*The problem*
Reproduce the whole listing below, requests included, with every polygon coordinate in the answers multiplied by 2.35 and rounded to a whole number, halves rounding up. Leave the numbers in the requests and their format samples as they are, and omit the pictures.

*Listed entries*
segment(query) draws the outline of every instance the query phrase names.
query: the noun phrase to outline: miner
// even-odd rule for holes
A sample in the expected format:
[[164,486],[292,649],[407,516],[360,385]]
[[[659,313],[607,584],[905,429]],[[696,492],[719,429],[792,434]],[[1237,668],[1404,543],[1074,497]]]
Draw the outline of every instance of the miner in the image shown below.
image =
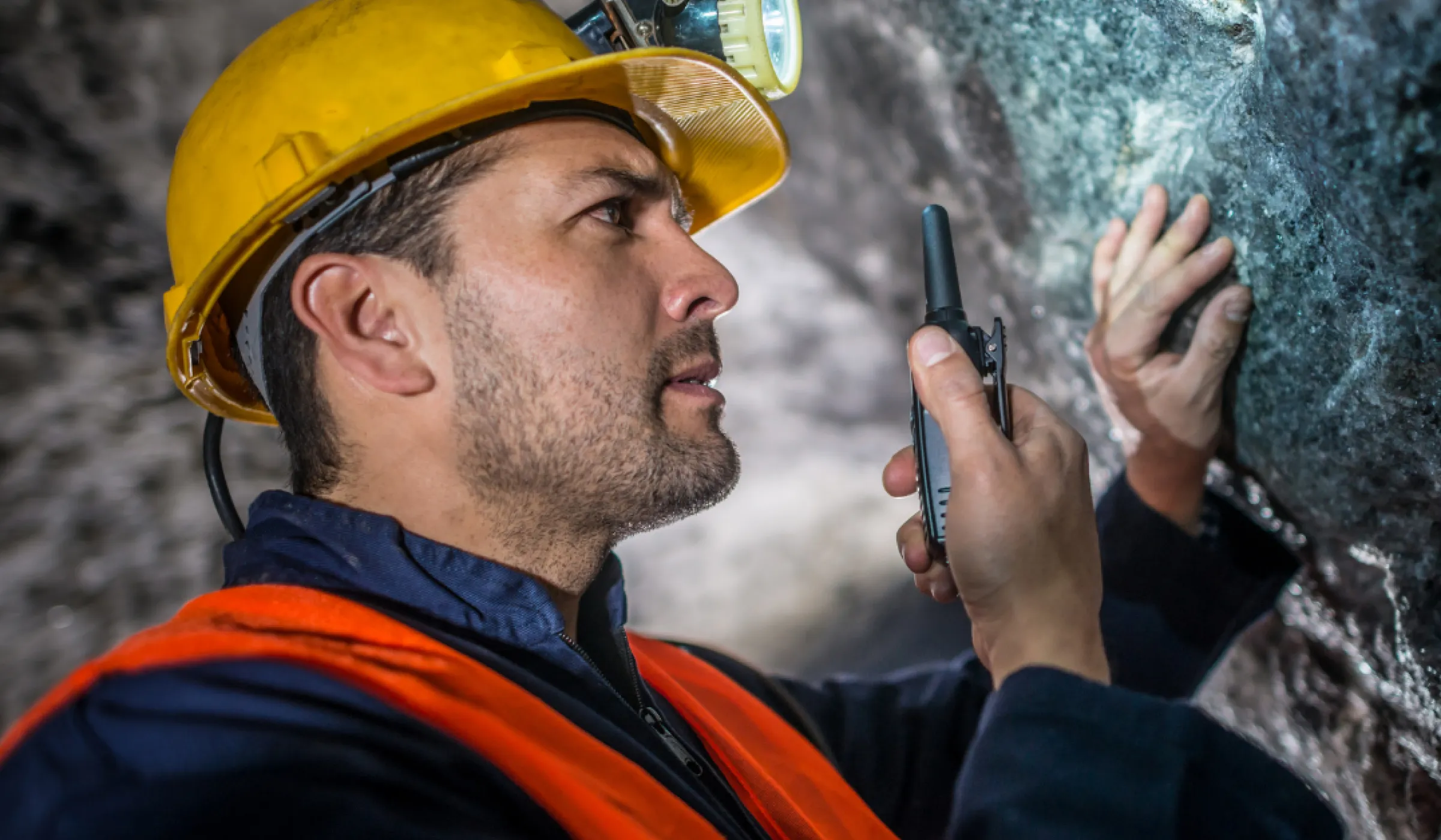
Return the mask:
[[[1248,292],[1157,350],[1232,256],[1200,197],[1161,235],[1153,187],[1095,251],[1128,434],[1099,529],[1079,435],[1017,388],[1007,439],[954,341],[911,340],[967,493],[944,558],[916,520],[901,555],[974,654],[811,684],[625,631],[612,546],[738,477],[739,285],[692,235],[778,183],[755,85],[794,82],[612,20],[594,55],[533,1],[327,0],[216,82],[170,184],[169,363],[278,422],[293,493],[6,736],[0,836],[1337,837],[1186,703],[1294,571],[1203,491]],[[914,493],[908,450],[883,484]]]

*Solution for this exercise*
segment(query) draws the outline of every instance the query phrase names.
query: the noun phrase to outline: miner
// even-odd rule for holes
A sample in the expected format:
[[164,486],[292,649],[407,516],[360,385]]
[[[659,313],[607,584],[905,429]],[[696,492],[719,429],[792,434]],[[1237,668],[1404,543],[1074,497]]]
Draw the outline of every instance of the miner in the image shown below.
image =
Return the mask:
[[[2933,686],[2719,823],[2895,602],[2820,463],[2728,552],[2710,439],[2573,590],[2651,1020],[2583,1243],[2536,1022],[2390,912],[2366,1032],[2242,801],[2141,799],[2272,1159],[2218,1311],[2153,1222],[2117,1304],[2289,1537],[1906,1607],[1469,1483],[1438,1283],[1734,1121],[1737,670],[1626,552],[1828,430],[1774,200],[1866,193],[1438,47],[1396,129],[1253,2],[768,0],[508,193],[400,432],[397,853],[653,992],[689,1159],[14,1730],[0,1965],[3142,1967],[2787,1652],[3041,1342],[2827,1154]],[[2148,1159],[2134,1058],[2075,1137]]]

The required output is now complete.